= DESCRIPTION OF THE TASK =
From the listing below, pull out every line that contains the string "toilet" and copy each one unchanged.

***** ENTRIES *****

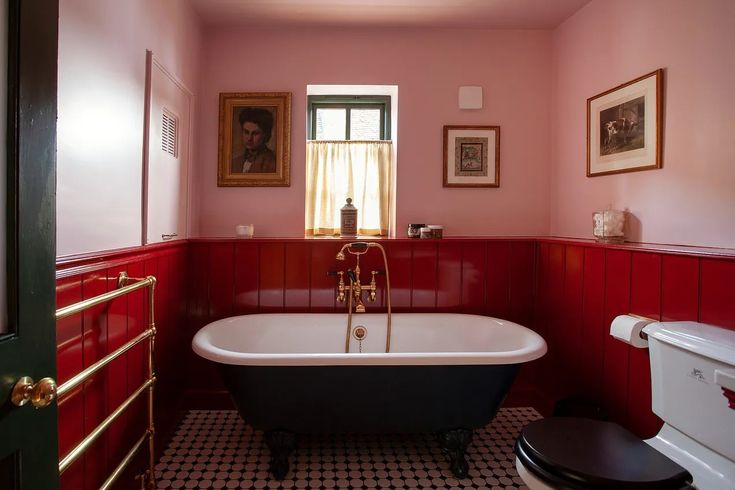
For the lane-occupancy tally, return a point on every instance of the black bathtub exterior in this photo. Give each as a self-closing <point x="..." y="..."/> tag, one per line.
<point x="368" y="399"/>
<point x="447" y="400"/>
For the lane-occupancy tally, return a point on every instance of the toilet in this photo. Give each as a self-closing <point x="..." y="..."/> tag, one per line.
<point x="693" y="391"/>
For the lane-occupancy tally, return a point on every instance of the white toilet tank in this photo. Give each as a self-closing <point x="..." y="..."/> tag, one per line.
<point x="685" y="359"/>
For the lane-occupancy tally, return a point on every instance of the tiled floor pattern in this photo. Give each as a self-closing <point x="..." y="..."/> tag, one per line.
<point x="215" y="449"/>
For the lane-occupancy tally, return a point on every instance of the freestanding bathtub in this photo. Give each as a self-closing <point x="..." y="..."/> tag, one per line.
<point x="446" y="373"/>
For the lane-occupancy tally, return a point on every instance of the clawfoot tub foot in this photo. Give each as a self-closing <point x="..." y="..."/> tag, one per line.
<point x="454" y="444"/>
<point x="281" y="444"/>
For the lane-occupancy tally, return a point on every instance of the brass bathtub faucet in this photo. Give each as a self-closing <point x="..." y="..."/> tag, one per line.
<point x="356" y="288"/>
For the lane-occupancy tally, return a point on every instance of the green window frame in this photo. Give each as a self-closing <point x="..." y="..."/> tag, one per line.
<point x="349" y="102"/>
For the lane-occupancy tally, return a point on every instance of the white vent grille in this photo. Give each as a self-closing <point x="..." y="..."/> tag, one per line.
<point x="169" y="133"/>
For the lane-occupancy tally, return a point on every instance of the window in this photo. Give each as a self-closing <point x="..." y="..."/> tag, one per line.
<point x="349" y="153"/>
<point x="349" y="117"/>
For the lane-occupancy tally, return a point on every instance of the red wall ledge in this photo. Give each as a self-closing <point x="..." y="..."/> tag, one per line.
<point x="73" y="265"/>
<point x="691" y="250"/>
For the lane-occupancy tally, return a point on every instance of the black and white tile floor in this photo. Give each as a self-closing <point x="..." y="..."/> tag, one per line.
<point x="215" y="449"/>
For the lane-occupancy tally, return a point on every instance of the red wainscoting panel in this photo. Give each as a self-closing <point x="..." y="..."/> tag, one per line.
<point x="272" y="281"/>
<point x="297" y="277"/>
<point x="570" y="326"/>
<point x="497" y="279"/>
<point x="717" y="292"/>
<point x="399" y="265"/>
<point x="85" y="338"/>
<point x="679" y="288"/>
<point x="522" y="281"/>
<point x="472" y="283"/>
<point x="221" y="290"/>
<point x="594" y="331"/>
<point x="569" y="291"/>
<point x="617" y="302"/>
<point x="424" y="273"/>
<point x="645" y="300"/>
<point x="449" y="276"/>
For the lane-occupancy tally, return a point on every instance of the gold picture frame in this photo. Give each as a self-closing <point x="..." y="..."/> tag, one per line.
<point x="471" y="156"/>
<point x="254" y="139"/>
<point x="625" y="127"/>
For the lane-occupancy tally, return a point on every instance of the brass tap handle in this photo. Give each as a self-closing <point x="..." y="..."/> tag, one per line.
<point x="373" y="287"/>
<point x="40" y="394"/>
<point x="341" y="287"/>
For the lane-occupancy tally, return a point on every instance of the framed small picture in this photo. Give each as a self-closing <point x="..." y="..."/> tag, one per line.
<point x="471" y="156"/>
<point x="254" y="139"/>
<point x="624" y="127"/>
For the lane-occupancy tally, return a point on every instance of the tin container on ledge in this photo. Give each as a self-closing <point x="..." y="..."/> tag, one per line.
<point x="348" y="220"/>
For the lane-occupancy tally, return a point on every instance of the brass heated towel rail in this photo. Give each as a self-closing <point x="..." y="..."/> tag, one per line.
<point x="125" y="285"/>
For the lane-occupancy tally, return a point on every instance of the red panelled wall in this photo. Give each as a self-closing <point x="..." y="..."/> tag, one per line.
<point x="85" y="338"/>
<point x="568" y="291"/>
<point x="481" y="276"/>
<point x="583" y="286"/>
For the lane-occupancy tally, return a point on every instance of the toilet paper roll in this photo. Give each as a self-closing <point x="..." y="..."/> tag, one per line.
<point x="628" y="329"/>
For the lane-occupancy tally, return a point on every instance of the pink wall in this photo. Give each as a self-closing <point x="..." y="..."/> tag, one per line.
<point x="102" y="46"/>
<point x="428" y="66"/>
<point x="690" y="200"/>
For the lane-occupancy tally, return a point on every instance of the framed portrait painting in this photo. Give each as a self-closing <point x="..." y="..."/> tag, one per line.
<point x="254" y="139"/>
<point x="624" y="127"/>
<point x="471" y="156"/>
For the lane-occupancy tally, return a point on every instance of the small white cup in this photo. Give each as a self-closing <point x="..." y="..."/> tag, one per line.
<point x="244" y="231"/>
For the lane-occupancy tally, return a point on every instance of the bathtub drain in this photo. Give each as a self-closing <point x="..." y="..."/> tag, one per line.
<point x="359" y="332"/>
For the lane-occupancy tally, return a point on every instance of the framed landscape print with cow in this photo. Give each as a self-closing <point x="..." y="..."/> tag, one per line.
<point x="624" y="127"/>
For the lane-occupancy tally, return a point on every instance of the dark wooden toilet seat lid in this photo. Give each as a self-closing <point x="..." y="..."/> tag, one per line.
<point x="580" y="453"/>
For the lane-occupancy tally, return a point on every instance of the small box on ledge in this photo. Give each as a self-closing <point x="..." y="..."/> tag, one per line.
<point x="609" y="226"/>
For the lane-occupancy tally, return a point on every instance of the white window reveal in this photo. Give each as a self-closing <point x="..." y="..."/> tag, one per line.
<point x="350" y="154"/>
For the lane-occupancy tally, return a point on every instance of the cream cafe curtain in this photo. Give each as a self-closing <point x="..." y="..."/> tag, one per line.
<point x="336" y="170"/>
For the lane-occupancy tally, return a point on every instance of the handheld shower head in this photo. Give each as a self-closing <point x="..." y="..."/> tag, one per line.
<point x="341" y="253"/>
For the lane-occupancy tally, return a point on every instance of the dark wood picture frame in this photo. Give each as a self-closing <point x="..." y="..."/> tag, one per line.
<point x="625" y="127"/>
<point x="471" y="156"/>
<point x="268" y="164"/>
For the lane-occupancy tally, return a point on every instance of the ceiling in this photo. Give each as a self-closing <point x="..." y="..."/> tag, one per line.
<point x="474" y="14"/>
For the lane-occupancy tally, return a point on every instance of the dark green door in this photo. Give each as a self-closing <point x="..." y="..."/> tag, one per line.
<point x="28" y="441"/>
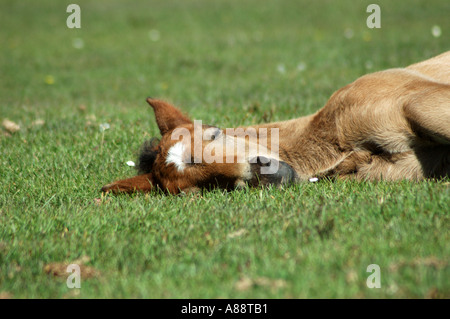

*****

= EXERCISE RESPONSE =
For the lane-occupancy tally, return a point on every instance of the toilet in this photo. Give each as a self-closing <point x="..." y="..."/> tag, one per line.
For the lane-occupancy tally, return a point on every instance of the white toilet tank in this photo. Give each as a self-closing <point x="..." y="..."/> tag, one per line.
For the lane-occupancy tally, return a point on every instance of the toilet paper roll in this photo. Give each as a self-closing <point x="..." y="..."/> tag, one per line.
For the lane-occupancy tally, return a point on every instance of the dark wooden toilet seat lid in this photo. Give each as a self-closing <point x="..." y="..."/> tag, one per line.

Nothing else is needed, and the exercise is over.